__SHORT TASK__:
Find every line in the entries below that contains the word "drum", and copy each such line.

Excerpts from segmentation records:
— start —
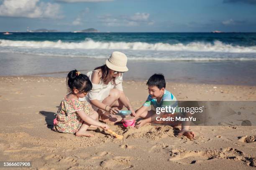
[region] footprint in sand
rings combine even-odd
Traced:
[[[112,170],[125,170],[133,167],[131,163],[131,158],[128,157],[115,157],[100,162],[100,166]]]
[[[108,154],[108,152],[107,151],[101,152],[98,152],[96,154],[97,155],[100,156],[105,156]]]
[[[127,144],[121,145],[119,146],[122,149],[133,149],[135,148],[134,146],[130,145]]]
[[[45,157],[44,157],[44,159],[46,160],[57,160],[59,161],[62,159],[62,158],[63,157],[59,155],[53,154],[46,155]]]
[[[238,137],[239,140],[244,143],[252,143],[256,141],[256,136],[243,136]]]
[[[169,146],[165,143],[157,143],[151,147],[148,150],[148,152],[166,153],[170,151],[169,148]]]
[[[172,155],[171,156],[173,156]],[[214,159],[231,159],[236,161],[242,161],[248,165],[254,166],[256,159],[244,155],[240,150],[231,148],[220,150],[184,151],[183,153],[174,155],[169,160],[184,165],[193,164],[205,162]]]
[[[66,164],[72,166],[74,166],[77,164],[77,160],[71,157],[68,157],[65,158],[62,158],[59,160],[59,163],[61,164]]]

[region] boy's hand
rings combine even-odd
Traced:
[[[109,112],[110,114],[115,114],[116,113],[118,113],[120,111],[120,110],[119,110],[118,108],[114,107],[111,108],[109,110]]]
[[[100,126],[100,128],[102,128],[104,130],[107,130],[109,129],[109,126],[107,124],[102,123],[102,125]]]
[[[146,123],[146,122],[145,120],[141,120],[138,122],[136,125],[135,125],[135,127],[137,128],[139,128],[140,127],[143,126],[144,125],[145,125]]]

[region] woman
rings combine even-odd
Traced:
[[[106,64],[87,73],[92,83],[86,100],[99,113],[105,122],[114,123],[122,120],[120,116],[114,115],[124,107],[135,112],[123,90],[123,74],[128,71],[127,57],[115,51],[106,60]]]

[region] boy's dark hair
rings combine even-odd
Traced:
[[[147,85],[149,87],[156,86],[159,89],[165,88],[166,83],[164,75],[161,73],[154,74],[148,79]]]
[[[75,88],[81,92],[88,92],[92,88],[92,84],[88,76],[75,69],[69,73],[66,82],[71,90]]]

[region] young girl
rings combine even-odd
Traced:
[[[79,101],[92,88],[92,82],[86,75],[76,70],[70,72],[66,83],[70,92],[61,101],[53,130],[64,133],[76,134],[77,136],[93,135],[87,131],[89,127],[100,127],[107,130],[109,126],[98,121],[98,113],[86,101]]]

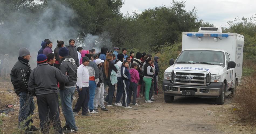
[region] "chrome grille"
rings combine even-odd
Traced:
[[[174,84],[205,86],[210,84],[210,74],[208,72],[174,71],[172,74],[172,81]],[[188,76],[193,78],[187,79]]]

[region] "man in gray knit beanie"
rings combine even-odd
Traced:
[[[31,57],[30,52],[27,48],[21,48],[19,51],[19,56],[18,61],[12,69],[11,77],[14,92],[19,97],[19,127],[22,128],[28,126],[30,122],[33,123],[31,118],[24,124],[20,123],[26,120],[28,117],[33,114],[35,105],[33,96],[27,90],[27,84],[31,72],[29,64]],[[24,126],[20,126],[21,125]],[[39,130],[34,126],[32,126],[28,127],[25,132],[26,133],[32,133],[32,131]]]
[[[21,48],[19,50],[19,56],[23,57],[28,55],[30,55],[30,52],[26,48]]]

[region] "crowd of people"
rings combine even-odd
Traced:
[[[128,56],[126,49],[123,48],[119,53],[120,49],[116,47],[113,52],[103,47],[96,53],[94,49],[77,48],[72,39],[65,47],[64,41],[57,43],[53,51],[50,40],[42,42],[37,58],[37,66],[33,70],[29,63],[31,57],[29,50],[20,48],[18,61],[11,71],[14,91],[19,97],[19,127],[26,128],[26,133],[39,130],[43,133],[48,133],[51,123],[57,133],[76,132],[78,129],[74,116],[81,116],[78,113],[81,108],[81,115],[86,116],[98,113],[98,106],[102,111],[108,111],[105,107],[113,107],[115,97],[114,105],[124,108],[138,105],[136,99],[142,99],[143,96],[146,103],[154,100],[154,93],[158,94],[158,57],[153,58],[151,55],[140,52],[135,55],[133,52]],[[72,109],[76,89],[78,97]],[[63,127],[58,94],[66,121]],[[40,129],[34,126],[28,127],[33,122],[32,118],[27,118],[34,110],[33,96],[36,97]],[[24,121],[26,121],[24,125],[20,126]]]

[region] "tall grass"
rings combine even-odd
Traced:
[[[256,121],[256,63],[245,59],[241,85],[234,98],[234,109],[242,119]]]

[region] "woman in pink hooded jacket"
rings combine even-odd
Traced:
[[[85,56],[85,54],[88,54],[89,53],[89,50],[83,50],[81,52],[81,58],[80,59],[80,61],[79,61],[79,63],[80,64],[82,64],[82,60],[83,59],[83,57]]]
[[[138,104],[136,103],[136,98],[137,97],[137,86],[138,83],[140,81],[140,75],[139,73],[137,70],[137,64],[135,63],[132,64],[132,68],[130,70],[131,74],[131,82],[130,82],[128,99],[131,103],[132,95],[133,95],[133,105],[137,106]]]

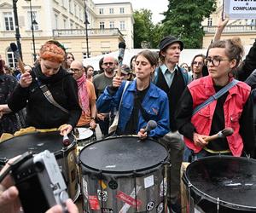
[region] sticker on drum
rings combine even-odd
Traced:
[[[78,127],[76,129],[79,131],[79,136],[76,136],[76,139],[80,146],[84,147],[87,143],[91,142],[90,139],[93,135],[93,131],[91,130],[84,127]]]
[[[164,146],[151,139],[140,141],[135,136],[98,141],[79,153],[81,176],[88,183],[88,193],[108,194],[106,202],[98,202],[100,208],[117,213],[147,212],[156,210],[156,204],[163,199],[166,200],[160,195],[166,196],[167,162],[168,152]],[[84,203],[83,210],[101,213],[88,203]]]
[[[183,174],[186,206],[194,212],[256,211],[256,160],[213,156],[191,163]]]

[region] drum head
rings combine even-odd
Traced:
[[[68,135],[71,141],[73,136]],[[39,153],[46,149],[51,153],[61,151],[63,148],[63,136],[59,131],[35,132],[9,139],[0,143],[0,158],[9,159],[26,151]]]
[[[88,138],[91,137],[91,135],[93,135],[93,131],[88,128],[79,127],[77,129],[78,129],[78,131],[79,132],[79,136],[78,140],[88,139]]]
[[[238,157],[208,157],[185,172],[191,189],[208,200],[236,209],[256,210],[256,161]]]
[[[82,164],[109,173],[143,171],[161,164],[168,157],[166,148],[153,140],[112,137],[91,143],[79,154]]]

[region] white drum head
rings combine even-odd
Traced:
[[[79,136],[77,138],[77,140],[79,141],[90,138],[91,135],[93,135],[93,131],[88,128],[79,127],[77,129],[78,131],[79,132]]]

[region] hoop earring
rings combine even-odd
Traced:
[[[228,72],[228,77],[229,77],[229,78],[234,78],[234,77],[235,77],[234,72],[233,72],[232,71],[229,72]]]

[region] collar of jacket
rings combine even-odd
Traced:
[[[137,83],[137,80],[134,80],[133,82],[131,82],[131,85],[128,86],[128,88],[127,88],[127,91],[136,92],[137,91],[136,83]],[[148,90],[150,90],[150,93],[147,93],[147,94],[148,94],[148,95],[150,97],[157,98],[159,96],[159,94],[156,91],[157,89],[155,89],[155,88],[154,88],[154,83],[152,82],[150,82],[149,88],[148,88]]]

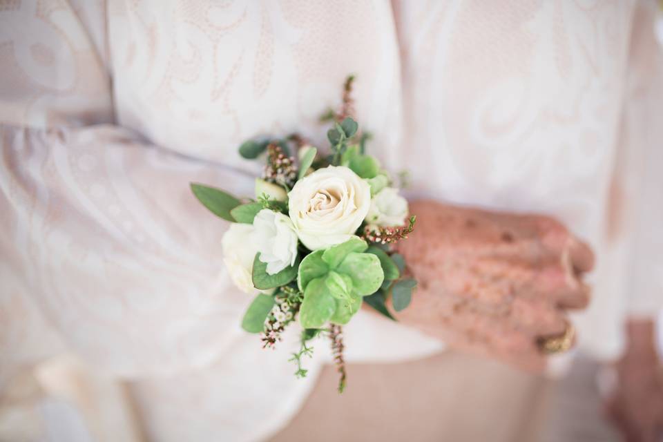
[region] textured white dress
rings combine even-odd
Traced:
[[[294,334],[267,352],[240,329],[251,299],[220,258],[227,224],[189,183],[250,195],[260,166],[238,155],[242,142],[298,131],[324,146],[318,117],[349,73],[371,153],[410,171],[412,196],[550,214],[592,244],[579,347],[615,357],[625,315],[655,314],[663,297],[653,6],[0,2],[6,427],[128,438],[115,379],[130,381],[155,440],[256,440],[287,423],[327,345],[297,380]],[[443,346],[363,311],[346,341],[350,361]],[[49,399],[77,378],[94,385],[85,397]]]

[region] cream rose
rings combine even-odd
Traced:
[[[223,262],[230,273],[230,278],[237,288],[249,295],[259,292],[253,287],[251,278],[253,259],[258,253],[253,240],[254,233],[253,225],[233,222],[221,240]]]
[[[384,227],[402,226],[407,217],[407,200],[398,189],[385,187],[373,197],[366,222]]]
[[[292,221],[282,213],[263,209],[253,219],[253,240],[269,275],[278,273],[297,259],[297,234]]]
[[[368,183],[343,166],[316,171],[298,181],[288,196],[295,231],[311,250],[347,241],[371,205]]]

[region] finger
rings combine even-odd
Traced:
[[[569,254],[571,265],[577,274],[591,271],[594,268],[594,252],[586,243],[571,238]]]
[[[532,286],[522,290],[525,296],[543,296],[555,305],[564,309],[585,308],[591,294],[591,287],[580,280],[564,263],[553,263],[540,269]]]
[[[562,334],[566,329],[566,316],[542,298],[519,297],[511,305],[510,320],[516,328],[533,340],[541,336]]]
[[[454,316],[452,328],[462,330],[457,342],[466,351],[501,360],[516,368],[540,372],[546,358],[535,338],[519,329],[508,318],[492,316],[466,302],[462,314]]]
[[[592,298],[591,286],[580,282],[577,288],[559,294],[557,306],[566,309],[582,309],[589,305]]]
— end —
— start —
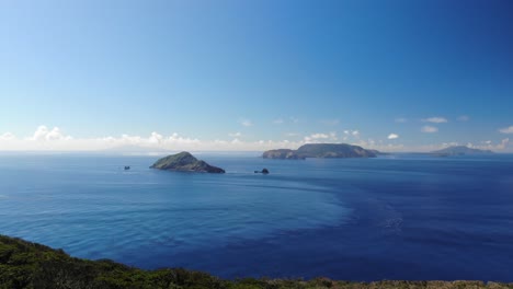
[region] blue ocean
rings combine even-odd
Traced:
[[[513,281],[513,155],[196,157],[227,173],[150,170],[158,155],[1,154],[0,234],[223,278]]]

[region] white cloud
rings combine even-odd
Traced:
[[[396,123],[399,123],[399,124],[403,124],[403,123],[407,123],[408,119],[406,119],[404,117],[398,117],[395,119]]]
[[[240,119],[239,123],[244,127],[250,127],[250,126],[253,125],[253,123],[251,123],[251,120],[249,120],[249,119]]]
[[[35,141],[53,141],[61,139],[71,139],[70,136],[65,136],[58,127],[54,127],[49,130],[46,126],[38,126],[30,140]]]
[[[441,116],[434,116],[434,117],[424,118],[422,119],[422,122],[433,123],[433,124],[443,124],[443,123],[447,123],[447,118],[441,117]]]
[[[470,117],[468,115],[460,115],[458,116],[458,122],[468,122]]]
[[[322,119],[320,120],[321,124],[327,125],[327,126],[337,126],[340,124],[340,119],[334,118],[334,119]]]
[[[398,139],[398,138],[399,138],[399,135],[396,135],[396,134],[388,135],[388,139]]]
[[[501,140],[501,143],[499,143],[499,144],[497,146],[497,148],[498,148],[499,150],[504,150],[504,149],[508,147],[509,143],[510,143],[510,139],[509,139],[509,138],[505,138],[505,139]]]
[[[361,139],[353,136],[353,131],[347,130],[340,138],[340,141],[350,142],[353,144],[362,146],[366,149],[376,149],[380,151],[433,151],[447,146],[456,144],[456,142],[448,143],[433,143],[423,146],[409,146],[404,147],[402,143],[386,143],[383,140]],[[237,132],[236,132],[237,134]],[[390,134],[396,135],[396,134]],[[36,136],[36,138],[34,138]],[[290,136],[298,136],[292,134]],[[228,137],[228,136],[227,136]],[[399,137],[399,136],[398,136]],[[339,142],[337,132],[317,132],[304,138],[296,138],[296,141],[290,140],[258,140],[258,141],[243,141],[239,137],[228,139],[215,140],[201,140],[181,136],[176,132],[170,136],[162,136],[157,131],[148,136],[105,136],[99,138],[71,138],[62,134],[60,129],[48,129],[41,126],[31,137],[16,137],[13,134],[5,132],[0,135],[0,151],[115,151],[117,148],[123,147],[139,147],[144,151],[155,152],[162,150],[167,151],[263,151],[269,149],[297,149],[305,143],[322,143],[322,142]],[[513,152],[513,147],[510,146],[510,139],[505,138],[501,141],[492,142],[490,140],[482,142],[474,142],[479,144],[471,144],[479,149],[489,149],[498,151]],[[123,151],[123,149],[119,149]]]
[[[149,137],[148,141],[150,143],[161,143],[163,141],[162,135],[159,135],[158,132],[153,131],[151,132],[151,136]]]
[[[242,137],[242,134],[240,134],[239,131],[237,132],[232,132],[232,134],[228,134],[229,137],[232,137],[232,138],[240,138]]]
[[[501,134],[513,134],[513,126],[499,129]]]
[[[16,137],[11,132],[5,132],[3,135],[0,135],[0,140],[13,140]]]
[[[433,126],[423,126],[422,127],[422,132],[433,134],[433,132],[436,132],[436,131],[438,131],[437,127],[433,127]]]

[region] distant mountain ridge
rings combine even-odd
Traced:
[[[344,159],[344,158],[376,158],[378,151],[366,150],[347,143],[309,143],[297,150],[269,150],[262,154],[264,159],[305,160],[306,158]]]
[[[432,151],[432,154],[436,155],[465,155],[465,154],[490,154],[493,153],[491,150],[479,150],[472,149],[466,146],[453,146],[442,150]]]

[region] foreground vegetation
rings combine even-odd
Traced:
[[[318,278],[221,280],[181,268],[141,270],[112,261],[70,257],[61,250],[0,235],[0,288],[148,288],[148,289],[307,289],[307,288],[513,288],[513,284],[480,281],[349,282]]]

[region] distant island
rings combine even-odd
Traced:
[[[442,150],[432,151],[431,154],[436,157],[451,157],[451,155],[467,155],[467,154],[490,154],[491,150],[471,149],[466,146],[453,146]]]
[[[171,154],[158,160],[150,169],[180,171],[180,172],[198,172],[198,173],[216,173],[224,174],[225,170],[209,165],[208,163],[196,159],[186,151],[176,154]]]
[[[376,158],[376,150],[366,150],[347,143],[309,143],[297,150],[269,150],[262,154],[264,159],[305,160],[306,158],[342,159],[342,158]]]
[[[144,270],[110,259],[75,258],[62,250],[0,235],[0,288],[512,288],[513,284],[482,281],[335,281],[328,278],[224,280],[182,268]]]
— end —
__OUTPUT FOR THIS EXERCISE__:
[region] sticker on drum
[region] drum head
[region] white drum head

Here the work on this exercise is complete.